» **WRITTEN REQUEST**
Find every line in the entries that contains the word "grass" and copy each of those lines. Case counts.

» **DATASET CONTENT**
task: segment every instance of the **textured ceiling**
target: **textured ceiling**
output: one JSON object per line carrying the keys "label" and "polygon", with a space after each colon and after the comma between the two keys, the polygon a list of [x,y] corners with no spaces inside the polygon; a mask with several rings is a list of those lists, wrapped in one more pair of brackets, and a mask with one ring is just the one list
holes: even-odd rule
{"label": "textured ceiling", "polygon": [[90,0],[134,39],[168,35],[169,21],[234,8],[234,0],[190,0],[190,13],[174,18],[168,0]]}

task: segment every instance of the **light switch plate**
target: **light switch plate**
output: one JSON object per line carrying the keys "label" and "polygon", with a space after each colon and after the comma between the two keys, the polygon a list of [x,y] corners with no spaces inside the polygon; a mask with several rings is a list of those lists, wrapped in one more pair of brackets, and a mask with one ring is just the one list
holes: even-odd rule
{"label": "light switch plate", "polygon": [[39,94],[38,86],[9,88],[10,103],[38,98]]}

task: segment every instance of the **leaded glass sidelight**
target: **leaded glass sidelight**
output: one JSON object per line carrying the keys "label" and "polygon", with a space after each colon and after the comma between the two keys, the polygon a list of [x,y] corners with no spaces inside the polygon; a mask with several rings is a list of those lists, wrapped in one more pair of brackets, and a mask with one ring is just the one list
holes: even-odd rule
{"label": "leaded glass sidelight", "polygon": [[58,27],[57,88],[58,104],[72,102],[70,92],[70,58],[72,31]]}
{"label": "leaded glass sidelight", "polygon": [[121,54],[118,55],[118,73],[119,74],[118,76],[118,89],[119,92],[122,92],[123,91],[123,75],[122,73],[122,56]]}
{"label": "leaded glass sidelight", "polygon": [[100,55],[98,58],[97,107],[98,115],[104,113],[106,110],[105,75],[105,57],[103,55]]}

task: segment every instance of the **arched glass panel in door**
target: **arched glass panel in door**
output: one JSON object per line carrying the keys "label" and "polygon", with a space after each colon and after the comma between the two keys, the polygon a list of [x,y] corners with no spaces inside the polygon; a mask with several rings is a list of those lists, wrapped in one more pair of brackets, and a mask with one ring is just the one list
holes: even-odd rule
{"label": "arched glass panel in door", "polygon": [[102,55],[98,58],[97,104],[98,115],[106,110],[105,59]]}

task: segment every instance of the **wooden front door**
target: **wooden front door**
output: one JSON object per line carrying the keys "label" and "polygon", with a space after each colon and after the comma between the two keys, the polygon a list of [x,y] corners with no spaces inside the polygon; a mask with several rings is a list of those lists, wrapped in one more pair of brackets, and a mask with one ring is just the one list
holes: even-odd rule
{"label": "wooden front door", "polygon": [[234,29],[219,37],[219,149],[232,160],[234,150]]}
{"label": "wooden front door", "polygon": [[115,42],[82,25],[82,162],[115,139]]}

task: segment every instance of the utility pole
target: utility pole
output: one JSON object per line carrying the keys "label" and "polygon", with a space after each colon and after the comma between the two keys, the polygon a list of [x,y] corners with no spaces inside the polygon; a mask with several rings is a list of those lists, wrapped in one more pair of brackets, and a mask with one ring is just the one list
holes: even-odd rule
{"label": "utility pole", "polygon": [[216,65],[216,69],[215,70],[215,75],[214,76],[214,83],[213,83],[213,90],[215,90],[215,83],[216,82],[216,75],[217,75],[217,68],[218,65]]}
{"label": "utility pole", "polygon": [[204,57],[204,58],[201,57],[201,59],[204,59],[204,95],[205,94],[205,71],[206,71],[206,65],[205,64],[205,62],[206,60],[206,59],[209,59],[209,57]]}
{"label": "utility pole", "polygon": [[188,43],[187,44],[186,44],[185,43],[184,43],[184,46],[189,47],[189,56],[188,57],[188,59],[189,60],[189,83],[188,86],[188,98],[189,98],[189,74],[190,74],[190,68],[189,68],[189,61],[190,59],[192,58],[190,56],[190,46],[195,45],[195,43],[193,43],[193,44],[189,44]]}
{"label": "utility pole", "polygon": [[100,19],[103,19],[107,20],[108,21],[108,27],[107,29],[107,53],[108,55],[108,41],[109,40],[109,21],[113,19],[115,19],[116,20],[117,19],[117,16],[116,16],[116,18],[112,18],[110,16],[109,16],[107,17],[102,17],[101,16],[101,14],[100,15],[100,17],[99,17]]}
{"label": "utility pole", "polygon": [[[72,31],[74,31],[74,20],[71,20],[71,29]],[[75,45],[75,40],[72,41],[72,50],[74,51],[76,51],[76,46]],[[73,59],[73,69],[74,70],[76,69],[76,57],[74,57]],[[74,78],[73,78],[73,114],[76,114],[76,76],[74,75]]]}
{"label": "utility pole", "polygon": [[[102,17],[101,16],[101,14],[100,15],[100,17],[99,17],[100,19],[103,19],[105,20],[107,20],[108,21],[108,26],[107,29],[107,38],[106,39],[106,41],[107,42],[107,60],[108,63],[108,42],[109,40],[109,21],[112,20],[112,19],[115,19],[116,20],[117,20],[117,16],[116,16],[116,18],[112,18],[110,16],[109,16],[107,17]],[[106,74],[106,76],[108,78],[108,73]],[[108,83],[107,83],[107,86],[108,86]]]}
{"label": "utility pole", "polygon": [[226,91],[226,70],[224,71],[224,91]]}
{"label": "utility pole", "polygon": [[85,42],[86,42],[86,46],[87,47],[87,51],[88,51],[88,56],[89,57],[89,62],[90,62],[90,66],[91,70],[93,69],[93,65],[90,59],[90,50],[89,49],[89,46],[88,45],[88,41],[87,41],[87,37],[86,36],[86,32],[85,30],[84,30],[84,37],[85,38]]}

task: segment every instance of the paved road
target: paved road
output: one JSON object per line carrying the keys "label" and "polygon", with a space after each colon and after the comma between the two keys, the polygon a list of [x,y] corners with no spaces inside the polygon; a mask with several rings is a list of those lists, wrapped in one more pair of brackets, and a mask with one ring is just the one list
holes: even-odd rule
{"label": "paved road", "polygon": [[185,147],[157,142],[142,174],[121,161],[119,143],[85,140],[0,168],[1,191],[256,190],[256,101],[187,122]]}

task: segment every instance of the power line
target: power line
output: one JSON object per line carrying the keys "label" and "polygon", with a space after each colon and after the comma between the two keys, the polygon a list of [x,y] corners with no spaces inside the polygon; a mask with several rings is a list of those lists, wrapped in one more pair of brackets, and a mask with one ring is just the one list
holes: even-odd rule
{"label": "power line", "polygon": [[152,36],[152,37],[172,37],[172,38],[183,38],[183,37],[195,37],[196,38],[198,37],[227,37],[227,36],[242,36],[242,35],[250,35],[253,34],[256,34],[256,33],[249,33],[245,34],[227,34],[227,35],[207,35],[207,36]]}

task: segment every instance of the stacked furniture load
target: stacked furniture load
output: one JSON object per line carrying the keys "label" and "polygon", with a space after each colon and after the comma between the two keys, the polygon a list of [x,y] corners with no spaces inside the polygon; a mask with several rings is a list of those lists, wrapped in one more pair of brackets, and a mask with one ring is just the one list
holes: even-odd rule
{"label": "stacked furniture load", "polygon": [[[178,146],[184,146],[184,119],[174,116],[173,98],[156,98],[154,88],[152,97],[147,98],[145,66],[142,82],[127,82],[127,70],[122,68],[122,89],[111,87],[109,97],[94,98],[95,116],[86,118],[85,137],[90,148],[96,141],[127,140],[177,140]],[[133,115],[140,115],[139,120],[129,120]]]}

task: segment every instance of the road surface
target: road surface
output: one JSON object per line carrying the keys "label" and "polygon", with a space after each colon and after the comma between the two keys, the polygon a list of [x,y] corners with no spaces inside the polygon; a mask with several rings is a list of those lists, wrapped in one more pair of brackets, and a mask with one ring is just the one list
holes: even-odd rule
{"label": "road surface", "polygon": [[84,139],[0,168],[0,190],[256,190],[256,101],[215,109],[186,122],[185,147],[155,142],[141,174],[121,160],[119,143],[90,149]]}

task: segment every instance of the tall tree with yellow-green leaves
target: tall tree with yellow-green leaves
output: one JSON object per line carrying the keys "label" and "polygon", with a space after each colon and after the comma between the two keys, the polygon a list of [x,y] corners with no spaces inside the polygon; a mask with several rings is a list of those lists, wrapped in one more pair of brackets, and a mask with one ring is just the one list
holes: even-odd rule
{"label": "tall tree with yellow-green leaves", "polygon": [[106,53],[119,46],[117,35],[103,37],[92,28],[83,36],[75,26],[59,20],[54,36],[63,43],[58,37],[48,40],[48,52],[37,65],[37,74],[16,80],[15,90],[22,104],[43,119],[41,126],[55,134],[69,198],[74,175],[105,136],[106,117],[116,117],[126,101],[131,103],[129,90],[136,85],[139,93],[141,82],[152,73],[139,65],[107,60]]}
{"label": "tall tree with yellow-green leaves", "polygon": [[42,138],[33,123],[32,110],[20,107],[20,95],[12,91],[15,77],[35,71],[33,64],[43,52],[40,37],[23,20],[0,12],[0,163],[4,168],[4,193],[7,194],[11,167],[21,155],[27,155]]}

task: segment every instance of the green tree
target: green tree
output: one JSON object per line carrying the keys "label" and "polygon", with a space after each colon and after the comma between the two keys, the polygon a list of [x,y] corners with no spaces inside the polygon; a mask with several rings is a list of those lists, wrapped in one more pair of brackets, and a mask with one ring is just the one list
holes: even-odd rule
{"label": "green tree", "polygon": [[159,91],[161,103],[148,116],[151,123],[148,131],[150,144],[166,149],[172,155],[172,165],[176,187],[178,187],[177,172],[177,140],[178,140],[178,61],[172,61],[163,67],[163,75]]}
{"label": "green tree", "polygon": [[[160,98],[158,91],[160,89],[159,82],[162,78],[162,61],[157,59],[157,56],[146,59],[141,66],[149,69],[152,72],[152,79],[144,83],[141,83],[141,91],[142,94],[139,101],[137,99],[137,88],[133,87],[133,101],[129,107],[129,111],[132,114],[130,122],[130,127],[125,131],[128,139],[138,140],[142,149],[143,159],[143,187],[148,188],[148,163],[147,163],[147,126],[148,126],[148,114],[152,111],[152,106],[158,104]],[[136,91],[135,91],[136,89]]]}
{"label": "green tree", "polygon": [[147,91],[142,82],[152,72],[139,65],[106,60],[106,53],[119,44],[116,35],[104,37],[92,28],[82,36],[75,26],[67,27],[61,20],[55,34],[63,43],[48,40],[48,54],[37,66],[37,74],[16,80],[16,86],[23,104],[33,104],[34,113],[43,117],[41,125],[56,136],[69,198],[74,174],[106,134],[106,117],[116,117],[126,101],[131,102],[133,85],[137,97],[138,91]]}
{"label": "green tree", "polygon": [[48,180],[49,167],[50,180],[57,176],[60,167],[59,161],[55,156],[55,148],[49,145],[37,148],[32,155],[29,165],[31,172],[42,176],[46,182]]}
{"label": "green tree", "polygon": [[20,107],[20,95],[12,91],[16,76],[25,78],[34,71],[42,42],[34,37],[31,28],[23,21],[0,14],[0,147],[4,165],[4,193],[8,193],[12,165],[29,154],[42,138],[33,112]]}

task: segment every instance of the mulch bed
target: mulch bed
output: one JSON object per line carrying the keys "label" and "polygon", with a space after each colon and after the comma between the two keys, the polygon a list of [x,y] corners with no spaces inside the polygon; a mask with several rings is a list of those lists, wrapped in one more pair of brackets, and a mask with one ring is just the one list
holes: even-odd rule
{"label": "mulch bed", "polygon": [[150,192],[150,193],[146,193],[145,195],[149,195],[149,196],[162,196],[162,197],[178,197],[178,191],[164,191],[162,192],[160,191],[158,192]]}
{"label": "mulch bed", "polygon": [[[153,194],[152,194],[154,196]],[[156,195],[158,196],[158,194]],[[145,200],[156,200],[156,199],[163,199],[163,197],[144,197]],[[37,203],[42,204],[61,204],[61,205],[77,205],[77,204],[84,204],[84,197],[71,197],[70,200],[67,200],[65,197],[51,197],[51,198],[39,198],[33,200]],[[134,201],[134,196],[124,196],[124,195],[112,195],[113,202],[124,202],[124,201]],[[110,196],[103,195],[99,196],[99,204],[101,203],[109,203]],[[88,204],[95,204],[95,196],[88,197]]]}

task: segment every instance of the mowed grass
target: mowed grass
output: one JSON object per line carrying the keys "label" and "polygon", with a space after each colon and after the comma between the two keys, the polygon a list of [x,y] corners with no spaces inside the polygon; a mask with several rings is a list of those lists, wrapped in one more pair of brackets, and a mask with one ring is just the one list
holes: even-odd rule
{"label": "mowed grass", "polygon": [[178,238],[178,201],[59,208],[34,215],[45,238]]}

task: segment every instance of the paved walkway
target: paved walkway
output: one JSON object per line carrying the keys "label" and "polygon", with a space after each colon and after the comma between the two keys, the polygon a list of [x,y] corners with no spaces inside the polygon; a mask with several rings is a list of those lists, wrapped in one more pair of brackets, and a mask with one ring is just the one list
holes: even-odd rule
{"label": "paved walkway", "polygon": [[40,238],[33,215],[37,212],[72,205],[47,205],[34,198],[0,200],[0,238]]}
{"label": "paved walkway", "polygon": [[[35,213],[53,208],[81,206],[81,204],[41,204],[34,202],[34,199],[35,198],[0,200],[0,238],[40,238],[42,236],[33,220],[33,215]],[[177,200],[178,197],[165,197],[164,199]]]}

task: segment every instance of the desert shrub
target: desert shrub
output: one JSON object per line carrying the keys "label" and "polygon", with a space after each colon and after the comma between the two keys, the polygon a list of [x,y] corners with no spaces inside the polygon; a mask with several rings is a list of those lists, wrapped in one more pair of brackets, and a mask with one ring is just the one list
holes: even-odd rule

» **WRITTEN ANSWER**
task: segment every instance of the mowed grass
target: mowed grass
{"label": "mowed grass", "polygon": [[178,238],[178,201],[59,208],[34,215],[45,238]]}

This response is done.